Shannon Holbrook had no idea that the drug her son was abusing was right there in her house. In plain sight.
It's not illegal. In fact it's probably right there on the shelf in your home near the computer.
15-year-old Matt was addicted to computer duster. He inhaled it to get a quick high. "He was using three cans a day...when he left I found can upon can of this stuff," Shannon told us.
She says her once kind son changed from a good student and gifted athlete, into an angry addict.
Hooked on the chemicals in the dusting product.
Computer duster contains chemicals similar to those found in gasoline or glue. It can cause severe burns and if inhaled, can lead to permanent brain damage or sudden death.
Yet many parents don't even know their teens are inhaling or dusting--as it is called.
Dr. Timothy Wiegand, a toxicologist at the University Of Rochester Medical Center, says teens tend to do this in groups. "It gives them an intoxication...a drunkeness."
The high only lasts for a few minutes so many teens keep inhaling to get another buzz.
Wiegand says teens have died from "dusting." Their hearts stop, they fall down and they don't get up.
Dr. Wiegand says parents don't consider these products dangerous because they are sold in stores. So even when they learn of this abuse they don't recognize the dangers.
"Some people don't think it's that bad, it's a solvent. It's in their house. It can't be as bad as cocaine or heroin. At least they are not on the street buying drugs."

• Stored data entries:
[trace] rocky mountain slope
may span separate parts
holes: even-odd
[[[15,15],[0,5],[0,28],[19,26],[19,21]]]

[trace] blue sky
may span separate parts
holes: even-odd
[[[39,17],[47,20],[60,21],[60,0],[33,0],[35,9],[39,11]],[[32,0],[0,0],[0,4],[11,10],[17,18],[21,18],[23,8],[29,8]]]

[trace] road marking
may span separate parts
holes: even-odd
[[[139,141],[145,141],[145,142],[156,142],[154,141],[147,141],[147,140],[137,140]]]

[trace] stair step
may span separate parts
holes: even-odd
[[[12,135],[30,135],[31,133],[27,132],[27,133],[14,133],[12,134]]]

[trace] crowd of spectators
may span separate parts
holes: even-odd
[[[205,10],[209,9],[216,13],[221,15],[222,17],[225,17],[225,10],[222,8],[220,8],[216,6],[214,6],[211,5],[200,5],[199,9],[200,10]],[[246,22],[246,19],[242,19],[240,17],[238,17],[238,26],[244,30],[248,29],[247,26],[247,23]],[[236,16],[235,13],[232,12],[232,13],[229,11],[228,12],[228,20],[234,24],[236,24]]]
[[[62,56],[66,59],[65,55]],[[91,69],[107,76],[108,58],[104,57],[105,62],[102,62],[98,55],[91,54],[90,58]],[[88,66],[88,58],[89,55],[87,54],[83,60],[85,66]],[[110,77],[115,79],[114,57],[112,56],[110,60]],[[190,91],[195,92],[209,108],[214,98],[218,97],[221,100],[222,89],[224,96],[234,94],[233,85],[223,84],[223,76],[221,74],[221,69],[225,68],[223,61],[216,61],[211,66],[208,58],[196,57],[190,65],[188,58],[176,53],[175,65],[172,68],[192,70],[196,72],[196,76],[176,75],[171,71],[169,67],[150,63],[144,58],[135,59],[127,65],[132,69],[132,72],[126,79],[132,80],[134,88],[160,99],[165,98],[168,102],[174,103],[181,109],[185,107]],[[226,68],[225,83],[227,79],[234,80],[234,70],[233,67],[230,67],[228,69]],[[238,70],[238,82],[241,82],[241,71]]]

• Questions:
1 - Transcribe the part of the article on computer duster abuse that opens with the words containing "It's not illegal." and closes with "Shannon told us.".
2 - Decide whether each statement agrees with the article on computer duster abuse, answering yes or no and quoting the deciding words: (a) Matt used three cans of duster a day. (b) Computer duster is illegal. (c) The high from dusting lasts for hours.
3 - Resume the article on teens inhaling computer duster from where it stops.
The records have nothing to do with the tasks on this page.

• Answers:
1 -
It's not illegal. In fact it's probably right there on the shelf in your home near the computer.
15-year-old Matt was addicted to computer duster. He inhaled it to get a quick high. "He was using three cans a day...when he left I found can upon can of this stuff," Shannon told us.

2 -
(a) Yes: "He was using three cans a day"
(b) No: "It's not illegal."
(c) No: "The high only lasts for a few minutes"

3 -
Dr. Wiegand says it is really dangerous and toxic. "Kids can do this one time and fall down dead."
In states like Alaska where inhalant abuse is prevalent, computer duster is only sold behind the counter.
Shannon Holbrook says she wishes stores here would limit the sale of these products.
Her son Matt is now in rehab and doing well. But Shannon says she will always worry.
"I want him to be better."
The National Council On Alcoholism and Drug Dependence says in a youth risk survey, 9 percent of teens, some as young as 12 or 13, admitted they tried inhalants.
That's versus 3 percent who admitted they had tried cocaine or heroin.
Dr. Wiegand says these dusting products are cheap, accessible and easy to hide.
That's why he says parents need to police what their kids are doing and look for signs of abuse.
Dr. Wiegand says "If there are dozens of cans, that's a red flag. Even if there are only a few, talk about this with your kids and see if their friends are doing it."